WORK TASK: Your answer should consist only of the lines below from the one with "Each instance of the khaki" through the one with "Each instance of the white headphones", copied exactly.

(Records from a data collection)
________________________
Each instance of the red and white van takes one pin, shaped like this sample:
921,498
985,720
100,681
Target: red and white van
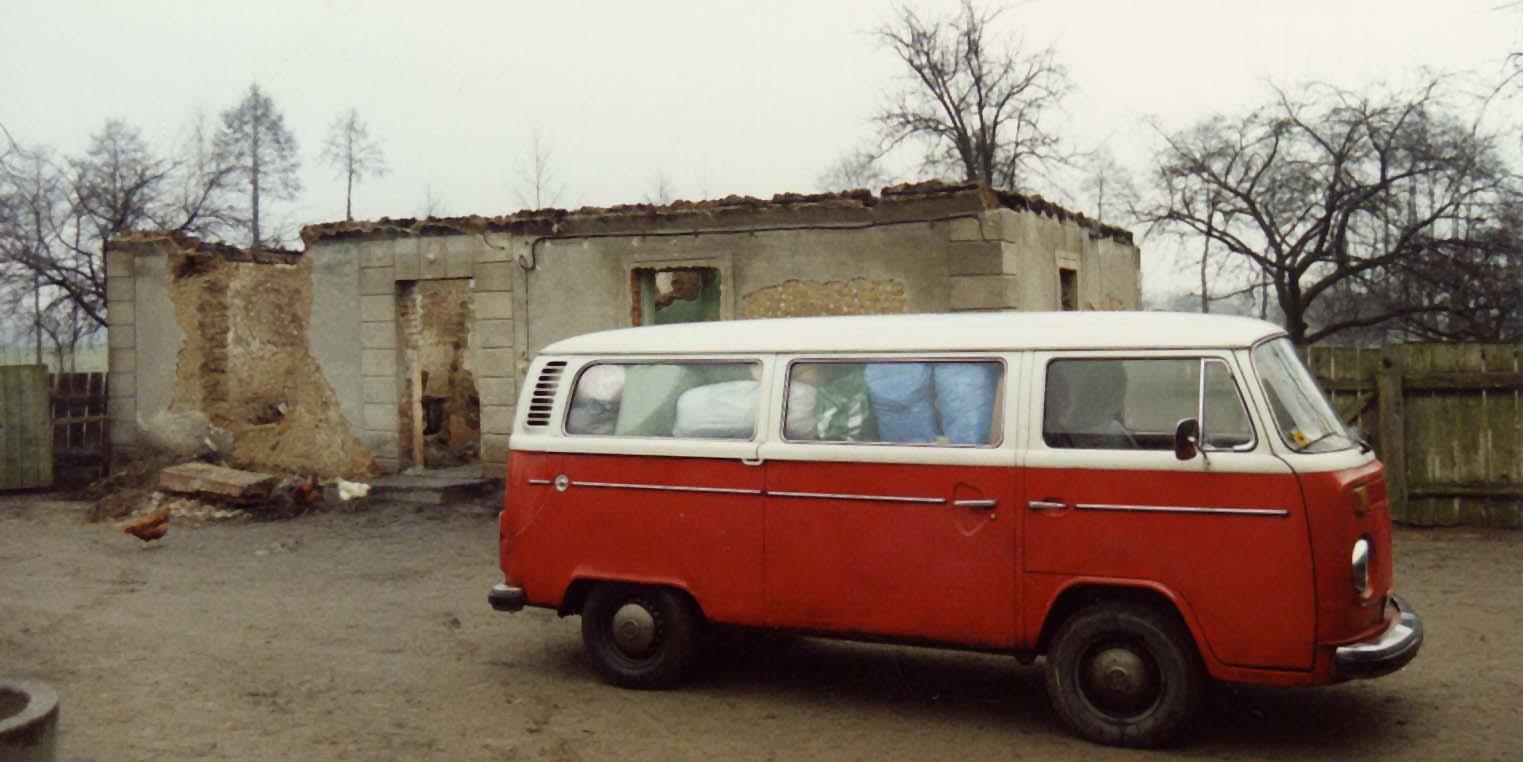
________________________
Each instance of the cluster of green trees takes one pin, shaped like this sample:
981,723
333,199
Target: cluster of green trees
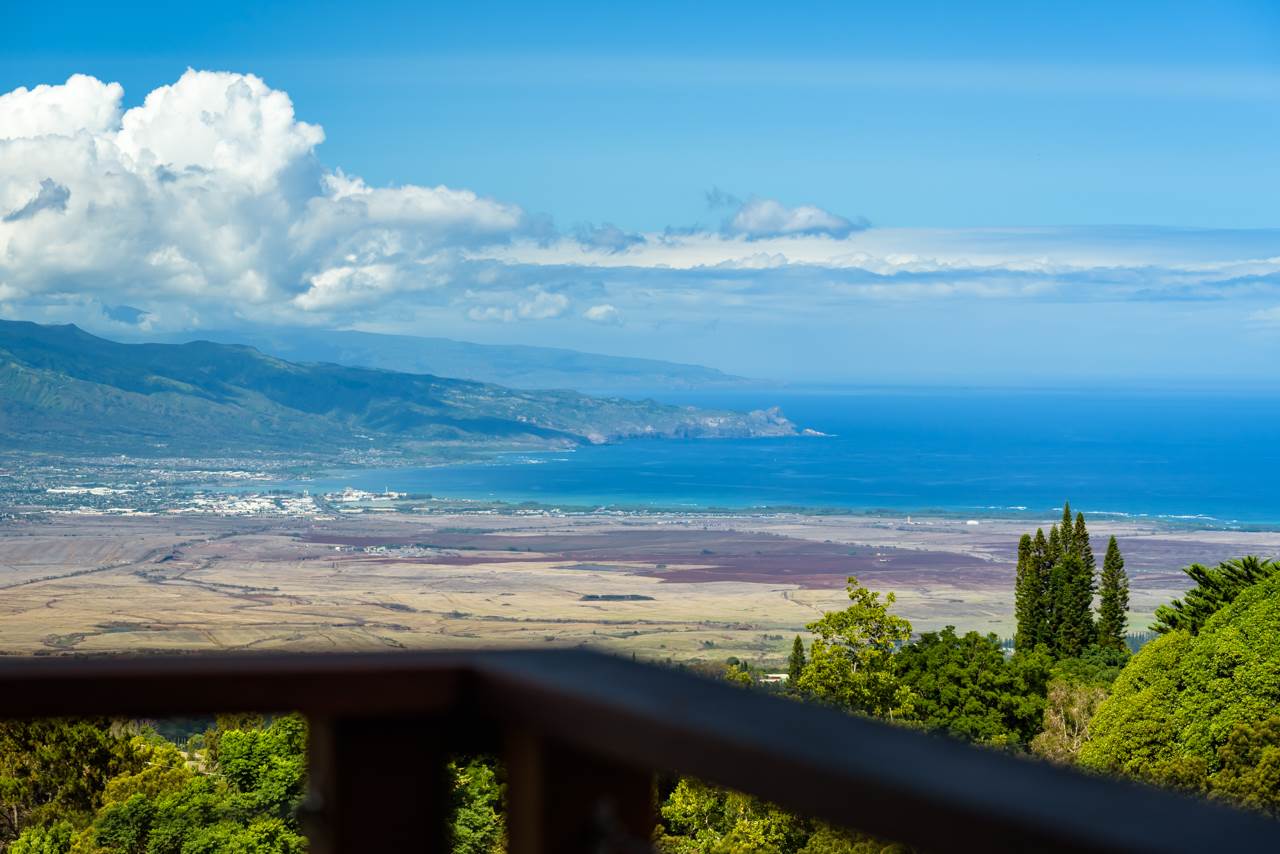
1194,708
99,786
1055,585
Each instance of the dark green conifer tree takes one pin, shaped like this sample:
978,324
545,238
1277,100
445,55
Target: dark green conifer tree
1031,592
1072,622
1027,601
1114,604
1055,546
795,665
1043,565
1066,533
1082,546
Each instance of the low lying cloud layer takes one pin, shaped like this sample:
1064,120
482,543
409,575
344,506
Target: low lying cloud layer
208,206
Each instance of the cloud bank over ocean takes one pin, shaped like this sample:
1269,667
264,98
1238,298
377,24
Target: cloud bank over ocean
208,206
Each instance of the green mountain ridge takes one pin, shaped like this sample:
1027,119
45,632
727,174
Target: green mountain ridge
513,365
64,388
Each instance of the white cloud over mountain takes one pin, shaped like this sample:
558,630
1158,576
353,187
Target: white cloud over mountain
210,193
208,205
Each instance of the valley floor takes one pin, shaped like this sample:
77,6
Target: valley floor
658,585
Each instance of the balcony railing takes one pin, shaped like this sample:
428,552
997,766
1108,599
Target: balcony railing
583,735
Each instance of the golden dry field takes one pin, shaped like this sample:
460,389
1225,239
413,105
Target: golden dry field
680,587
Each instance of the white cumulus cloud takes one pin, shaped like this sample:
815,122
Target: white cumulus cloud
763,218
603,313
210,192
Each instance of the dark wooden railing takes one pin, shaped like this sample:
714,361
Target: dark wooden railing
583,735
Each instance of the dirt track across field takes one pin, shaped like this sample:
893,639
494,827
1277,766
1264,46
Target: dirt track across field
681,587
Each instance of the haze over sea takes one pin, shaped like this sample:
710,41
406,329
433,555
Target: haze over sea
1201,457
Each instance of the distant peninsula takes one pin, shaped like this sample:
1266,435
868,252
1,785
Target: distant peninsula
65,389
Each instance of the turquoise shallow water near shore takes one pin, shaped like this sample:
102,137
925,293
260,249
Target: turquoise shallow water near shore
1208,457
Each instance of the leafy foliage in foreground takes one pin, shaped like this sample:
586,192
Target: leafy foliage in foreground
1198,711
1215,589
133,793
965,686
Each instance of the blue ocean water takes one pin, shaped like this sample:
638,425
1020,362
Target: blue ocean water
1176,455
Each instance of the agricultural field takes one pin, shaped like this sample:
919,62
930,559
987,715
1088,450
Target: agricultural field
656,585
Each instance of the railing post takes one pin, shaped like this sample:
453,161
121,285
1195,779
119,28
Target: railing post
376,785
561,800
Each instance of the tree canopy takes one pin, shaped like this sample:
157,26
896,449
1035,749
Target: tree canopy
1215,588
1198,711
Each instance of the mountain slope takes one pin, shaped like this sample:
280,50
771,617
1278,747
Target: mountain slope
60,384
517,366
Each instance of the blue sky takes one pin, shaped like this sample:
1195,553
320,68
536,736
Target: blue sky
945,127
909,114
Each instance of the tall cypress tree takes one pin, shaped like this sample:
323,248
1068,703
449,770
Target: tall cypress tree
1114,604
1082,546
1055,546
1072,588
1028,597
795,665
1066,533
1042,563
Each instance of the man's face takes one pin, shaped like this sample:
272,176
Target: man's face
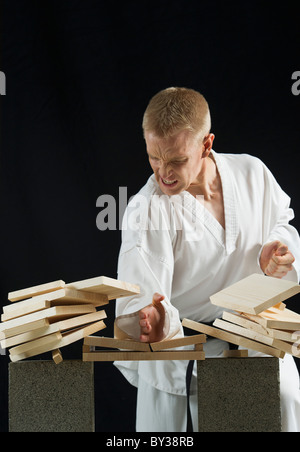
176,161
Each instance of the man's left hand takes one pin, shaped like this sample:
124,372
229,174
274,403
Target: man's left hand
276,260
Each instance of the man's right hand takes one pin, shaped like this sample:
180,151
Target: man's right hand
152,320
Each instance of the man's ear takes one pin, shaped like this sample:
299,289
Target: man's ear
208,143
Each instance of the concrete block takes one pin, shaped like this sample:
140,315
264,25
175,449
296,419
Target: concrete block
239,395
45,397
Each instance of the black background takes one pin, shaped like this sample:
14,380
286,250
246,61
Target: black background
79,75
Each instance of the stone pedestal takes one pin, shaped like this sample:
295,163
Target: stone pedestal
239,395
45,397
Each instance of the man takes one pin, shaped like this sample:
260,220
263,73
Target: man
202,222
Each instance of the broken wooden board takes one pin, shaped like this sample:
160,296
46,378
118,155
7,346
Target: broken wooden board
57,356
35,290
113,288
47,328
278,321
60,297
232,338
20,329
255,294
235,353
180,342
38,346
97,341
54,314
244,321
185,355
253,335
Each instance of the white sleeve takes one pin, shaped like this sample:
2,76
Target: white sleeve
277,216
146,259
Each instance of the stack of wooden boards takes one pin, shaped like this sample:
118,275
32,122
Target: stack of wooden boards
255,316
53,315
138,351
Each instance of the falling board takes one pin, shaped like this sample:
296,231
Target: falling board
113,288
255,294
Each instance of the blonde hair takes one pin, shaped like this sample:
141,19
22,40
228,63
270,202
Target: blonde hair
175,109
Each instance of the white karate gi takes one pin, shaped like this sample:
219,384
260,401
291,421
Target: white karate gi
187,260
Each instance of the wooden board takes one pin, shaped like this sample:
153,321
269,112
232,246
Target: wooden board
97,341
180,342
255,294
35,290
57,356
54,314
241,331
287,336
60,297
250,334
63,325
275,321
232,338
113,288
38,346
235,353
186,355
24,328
________________________
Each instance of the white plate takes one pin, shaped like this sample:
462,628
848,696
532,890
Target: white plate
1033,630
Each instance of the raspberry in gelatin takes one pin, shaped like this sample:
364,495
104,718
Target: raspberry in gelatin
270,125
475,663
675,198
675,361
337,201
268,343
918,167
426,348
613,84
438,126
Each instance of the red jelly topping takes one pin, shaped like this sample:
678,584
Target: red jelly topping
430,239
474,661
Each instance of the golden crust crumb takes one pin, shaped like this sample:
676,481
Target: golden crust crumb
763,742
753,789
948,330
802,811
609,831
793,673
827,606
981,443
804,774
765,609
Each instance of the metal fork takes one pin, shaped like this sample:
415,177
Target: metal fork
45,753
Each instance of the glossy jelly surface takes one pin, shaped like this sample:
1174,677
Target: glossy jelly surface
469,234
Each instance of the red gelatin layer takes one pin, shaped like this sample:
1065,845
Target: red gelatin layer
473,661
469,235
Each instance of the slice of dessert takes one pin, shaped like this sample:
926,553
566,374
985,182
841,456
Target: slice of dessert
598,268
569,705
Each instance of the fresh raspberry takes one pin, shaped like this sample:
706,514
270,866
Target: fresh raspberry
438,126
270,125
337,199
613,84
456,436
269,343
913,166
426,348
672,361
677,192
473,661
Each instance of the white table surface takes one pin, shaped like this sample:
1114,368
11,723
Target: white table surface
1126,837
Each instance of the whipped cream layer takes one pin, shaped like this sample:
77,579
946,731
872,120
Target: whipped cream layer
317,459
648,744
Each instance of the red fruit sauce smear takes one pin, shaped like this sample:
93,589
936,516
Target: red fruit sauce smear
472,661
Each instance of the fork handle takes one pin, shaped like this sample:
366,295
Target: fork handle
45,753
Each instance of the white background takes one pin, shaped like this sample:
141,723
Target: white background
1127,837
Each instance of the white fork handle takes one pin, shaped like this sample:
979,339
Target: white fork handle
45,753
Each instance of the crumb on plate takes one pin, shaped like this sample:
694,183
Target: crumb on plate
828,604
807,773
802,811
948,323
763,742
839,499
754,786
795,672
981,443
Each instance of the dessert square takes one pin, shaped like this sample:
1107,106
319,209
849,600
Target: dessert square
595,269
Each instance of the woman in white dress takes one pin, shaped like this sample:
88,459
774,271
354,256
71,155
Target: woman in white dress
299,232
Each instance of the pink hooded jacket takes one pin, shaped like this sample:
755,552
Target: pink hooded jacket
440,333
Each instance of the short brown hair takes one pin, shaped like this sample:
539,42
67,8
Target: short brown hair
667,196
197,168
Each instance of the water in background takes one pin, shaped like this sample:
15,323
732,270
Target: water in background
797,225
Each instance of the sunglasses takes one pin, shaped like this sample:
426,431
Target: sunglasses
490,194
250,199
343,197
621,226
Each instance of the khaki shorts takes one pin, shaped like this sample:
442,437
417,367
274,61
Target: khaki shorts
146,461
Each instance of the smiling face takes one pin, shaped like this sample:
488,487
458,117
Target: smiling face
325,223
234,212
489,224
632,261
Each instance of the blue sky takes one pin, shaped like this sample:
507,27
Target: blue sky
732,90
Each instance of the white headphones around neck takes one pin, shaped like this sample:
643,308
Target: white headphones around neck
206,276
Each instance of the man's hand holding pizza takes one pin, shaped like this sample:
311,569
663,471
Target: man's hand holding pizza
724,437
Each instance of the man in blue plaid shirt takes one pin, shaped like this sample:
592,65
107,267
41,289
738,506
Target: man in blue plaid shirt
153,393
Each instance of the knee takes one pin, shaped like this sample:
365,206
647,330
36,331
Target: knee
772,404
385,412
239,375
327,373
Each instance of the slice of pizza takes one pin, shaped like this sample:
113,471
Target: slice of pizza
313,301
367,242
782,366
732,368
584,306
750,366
________________________
RESULT:
Each instance of the khaki shorts takes one pin, shaped like this sample:
442,437
417,367
274,61
Target: khaki shorts
146,461
Each instance of the smiling face takes one pin, shaped like this sample:
488,487
458,117
Target: smiling face
325,223
234,212
489,224
632,261
Each instance of the blue sky takes one pin, shaped like this sample:
507,27
Target: blue sky
732,90
Each instance of the white headphones around neck takes one pin, shaped like this sample:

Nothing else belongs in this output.